Page text:
+--

Fibrostenotic subtype

The chronic inflammation of the bowel wall tends to progress towards fibrostenotic and irreversible complications (bowel strictures and obstruction), as consequence of prolonged intestinal injury[33]. During chronic disease, the deposition of submucosal fat is promoted resulting in stratified appearance on T2-weighted images. This finding may be distinguished by submucosal edema on T2-weighted images thanks to fat saturation, which reduces the signal of fat in chronic disease[34]. Moreover, the bowel wall enhancement differs from the stratified pattern, typical of active disease. On this ground, the thickened and fibrotic bowel wall shows diffuse and homogeneous enhancement during subacute transmural inflammation, while the moderate mucosal enhancement with hypointensity of the deep layers suggests fibrotic disease[35] (Figure 7). In chronic disease, fibrosis may lead to stricture formation with high risk of small bowel obstruction of the affected segment, and consequent prestenotic dilatation (Figure 8). The fibrotic stricture appears as fixed luminal narrowing without any high signal intensity on T2-weighted images; by contrast the inflamed stricture, in acute disease, shows submucosal edema with the typical stratified enhancement pattern. It is important to identify the presence of fibrotic strictures because they are not responsive to medical therapy, but require prompt surgical approach to avoid complications such as bowel obstruction[12,36]. Furthermore, MR enterography is useful for detecting asymmetric bowel fibrosis on the mesenteric border with apparent dilatation (pseudodiverticula) on the antimesenteric side, and rare complications such as small bowel adenocarcinoma[37].

+--

(Records drawn from a dataset)
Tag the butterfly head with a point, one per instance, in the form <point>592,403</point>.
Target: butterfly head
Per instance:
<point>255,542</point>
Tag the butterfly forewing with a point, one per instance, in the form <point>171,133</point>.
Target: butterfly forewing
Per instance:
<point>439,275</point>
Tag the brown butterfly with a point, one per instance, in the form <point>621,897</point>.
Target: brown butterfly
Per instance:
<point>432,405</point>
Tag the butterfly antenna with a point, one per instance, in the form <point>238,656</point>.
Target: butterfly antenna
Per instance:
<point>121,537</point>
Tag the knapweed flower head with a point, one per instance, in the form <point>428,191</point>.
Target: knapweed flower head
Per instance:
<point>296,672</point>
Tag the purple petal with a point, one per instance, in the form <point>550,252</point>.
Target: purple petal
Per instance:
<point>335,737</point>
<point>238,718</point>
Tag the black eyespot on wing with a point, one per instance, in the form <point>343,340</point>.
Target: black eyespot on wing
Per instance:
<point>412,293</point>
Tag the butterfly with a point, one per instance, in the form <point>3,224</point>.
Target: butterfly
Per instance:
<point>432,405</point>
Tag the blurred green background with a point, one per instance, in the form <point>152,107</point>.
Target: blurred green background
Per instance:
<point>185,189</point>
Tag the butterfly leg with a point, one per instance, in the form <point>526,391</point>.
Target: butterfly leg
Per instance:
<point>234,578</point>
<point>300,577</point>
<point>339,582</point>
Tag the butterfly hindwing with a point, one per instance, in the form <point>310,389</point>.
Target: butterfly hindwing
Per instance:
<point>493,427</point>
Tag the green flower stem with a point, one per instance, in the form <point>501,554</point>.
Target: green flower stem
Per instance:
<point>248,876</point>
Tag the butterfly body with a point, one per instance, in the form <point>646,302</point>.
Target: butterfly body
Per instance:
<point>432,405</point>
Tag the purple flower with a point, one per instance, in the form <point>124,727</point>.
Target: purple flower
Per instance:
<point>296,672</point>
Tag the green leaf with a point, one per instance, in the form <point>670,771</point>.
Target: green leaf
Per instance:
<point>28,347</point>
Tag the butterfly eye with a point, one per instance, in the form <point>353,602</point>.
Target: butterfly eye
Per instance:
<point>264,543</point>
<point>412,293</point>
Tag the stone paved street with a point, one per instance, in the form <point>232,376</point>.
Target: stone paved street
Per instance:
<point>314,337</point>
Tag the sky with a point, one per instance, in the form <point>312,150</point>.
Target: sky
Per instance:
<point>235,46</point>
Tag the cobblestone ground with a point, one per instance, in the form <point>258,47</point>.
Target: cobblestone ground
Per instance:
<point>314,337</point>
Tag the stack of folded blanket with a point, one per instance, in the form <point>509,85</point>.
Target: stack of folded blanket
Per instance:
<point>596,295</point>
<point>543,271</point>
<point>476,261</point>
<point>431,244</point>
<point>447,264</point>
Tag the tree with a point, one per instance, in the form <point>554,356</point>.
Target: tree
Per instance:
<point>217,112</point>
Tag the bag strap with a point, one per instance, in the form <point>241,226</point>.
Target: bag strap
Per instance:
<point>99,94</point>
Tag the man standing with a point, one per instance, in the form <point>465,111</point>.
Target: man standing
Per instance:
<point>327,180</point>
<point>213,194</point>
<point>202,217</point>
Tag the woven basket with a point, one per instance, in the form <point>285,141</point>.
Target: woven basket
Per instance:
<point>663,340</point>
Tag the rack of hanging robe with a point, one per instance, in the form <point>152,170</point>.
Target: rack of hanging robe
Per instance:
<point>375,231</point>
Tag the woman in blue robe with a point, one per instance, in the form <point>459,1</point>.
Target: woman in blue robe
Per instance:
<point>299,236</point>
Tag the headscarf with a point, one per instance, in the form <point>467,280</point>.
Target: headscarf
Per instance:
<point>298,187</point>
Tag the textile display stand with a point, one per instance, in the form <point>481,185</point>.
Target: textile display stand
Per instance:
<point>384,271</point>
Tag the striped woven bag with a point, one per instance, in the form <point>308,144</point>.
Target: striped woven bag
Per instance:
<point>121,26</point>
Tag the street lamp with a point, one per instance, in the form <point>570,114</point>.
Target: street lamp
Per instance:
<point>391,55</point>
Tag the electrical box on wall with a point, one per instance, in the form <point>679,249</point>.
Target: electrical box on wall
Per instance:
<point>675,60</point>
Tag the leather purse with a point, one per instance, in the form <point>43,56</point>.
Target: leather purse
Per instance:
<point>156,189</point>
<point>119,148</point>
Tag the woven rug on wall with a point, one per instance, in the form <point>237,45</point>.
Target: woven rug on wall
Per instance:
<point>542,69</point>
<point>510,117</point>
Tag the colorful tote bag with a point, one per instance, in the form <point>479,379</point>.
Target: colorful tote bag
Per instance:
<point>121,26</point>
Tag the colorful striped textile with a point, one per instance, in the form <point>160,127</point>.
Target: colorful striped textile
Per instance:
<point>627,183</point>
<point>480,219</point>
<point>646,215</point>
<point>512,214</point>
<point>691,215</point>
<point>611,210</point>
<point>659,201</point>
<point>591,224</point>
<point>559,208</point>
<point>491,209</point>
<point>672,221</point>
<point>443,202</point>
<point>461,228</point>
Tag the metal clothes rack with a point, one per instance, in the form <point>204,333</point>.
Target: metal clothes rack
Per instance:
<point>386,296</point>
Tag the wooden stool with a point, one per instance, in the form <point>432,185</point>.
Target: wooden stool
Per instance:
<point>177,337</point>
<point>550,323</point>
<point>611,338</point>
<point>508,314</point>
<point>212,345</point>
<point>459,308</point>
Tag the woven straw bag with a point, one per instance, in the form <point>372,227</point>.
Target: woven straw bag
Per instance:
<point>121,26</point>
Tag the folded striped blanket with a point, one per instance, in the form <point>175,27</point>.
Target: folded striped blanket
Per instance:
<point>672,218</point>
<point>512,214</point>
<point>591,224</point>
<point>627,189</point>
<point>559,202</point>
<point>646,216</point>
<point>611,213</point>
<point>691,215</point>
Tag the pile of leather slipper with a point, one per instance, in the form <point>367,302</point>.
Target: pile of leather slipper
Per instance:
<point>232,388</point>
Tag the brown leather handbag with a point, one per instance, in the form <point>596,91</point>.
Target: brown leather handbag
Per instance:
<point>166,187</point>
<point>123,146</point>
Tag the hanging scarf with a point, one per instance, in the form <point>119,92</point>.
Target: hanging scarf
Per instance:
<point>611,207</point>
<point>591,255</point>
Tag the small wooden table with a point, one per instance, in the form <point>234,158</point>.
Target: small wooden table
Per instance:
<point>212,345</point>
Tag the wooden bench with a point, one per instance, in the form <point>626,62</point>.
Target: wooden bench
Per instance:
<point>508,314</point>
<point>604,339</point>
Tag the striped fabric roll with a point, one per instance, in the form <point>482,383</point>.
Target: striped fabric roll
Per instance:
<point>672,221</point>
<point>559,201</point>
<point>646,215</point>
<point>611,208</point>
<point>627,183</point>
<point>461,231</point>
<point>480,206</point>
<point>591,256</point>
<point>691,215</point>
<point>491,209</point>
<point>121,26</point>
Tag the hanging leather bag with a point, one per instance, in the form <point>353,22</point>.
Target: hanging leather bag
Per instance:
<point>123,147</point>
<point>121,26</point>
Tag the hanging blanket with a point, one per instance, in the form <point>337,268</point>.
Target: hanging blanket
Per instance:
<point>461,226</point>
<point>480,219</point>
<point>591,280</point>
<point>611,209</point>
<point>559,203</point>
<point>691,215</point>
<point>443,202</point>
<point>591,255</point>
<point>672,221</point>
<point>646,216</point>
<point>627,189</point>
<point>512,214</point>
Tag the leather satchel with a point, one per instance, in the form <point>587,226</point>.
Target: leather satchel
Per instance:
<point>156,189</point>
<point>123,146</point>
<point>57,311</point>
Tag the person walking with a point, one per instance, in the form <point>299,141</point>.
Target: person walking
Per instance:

+--

Brief 1:
Decide whether each statement agrees with the passage on the fibrostenotic subtype. Answer yes or no for each, and quote the deciding words of the text. (a) Fibrotic strictures respond to medical therapy. (b) On T2-weighted images, a fibrotic stricture shows fixed luminal narrowing with no high signal intensity. (c) Deposition of submucosal fat is promoted during acute disease.
Brief 2:
Carry on the passage on the fibrostenotic subtype, starting after its final sentence.

Expected output 1:
(a) No: "they are not responsive to medical therapy, but require prompt surgical approach"
(b) Yes: "The fibrotic stricture appears as fixed luminal narrowing without any high signal intensity on T2-weighted images"
(c) No: "During chronic disease, the deposition of submucosal fat is promoted"

Expected output 2:
Figure 7 Chronic disease. A and B: Coronal SSFP and SSFSE sequences detect wall thickening (10 mm, red arrows) of neo-terminal ileum, after ileo-cecal resection, extending for about 19 cm; C: Coronal FSPGR sequence shows mucosal enhancement with hypointensity of the deep layers indicating the fibrotic disease. SSFP: Steady-state free precession; SSFSE: Single shot fast spin echo; FSPGR: Fat-suppressed 3D spoiled gradient-echo.

Figure 8 Fibrostenotic disease. A-C: Multiple fibrotic strictures of the small bowel alternanting with prestenotic dilatated tracts detected on SSFSE sequences; D: Wall thickening of the sigmoid colon producing luminal narrowing displayed on SSFSE image; E and F: Post-gadolinium sequences reveal a diffuse and homogeneous enhancement in sigmoid colon (E) and small bowel (F) suggestive of subacute inflammation. SSFSE: Single shot fast spin echo; FSPGR: Fat-suppressed 3D spoiled gradient-echo.

Reading and reporting MR enterography

The recommended reading strategy for MR enterography examinations should integrate previous morphological evaluation, followed by functional assessment of the small bowel loops. The clinical information received and the specific diagnostic query are crucial for the radiologist, in order to better adapt the examination technique to the specific patient conditions.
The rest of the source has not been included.